— Work instructions —
Nothing in the records may be changed; retype them in full.

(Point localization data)
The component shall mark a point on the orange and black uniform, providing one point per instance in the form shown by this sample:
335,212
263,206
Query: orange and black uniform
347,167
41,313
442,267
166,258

— Exercise output —
The component shall mark a point on the orange and black uniform, providing one point per instance in the form shown by this sample:
335,212
263,206
Query: orange and black uniform
347,167
41,313
442,267
166,258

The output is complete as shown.